Saved entries:
※ ※ ※

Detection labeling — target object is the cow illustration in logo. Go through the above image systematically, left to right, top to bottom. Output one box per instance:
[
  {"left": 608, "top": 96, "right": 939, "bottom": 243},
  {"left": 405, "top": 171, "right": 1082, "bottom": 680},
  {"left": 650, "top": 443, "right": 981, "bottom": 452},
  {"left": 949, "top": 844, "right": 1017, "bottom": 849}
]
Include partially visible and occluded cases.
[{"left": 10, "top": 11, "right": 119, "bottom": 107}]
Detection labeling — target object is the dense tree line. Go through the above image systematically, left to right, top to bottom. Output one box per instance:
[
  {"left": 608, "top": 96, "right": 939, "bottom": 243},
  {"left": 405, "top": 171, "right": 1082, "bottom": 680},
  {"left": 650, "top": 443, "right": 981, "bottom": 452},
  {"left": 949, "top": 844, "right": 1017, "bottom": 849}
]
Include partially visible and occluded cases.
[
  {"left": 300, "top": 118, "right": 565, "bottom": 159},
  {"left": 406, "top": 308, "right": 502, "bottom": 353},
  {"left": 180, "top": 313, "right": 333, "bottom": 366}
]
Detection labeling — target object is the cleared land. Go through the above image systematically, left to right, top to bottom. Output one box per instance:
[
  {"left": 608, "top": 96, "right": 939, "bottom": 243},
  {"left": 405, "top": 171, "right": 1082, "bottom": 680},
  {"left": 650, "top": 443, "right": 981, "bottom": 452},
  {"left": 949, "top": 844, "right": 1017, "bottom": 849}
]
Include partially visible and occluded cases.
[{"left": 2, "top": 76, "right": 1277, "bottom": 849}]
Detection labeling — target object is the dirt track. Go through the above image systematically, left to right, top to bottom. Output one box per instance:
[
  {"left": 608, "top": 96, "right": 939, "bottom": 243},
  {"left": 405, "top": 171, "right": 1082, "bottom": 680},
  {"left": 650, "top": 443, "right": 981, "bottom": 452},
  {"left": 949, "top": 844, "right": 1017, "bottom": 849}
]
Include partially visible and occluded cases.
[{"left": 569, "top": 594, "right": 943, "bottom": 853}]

※ ※ ※

Write out an exact copy of every record shown above.

EXERCISE SOLUTION:
Detection labeling — target object is the cow illustration in logo. Go through the above image systematically, left to right, top to bottom. Output one box per instance:
[
  {"left": 608, "top": 96, "right": 939, "bottom": 243},
  {"left": 405, "top": 171, "right": 1082, "bottom": 680},
  {"left": 650, "top": 443, "right": 981, "bottom": 452},
  {"left": 949, "top": 844, "right": 1017, "bottom": 849}
]
Include partially visible and occluded cases.
[{"left": 10, "top": 11, "right": 119, "bottom": 107}]
Detection labeling — target object is the dense tree line. Go through the above image systematically, left to right, top to bottom. Output one box per instance:
[
  {"left": 608, "top": 96, "right": 939, "bottom": 243},
  {"left": 405, "top": 171, "right": 1082, "bottom": 680},
  {"left": 650, "top": 443, "right": 981, "bottom": 452},
  {"left": 949, "top": 844, "right": 1017, "bottom": 849}
]
Include partially visible and occluded cases.
[
  {"left": 300, "top": 118, "right": 565, "bottom": 159},
  {"left": 406, "top": 308, "right": 502, "bottom": 353},
  {"left": 180, "top": 313, "right": 333, "bottom": 366}
]
Detection labeling — target object is the cleared land. Go through the above image systematically, left to right, top to bottom. Output one box per instance:
[
  {"left": 608, "top": 96, "right": 939, "bottom": 243},
  {"left": 405, "top": 171, "right": 1082, "bottom": 680},
  {"left": 650, "top": 443, "right": 981, "bottom": 452},
  {"left": 949, "top": 844, "right": 1017, "bottom": 849}
]
Include partially visible and occluded cases.
[{"left": 2, "top": 76, "right": 1277, "bottom": 849}]
Detection labeling — target object is the dirt track. Go through the above image systematically, left to right, top to bottom. Output one box per instance:
[
  {"left": 608, "top": 96, "right": 939, "bottom": 243},
  {"left": 405, "top": 171, "right": 1082, "bottom": 680},
  {"left": 650, "top": 443, "right": 981, "bottom": 452},
  {"left": 949, "top": 844, "right": 1017, "bottom": 849}
]
Include partially visible and occluded cases.
[{"left": 569, "top": 594, "right": 943, "bottom": 853}]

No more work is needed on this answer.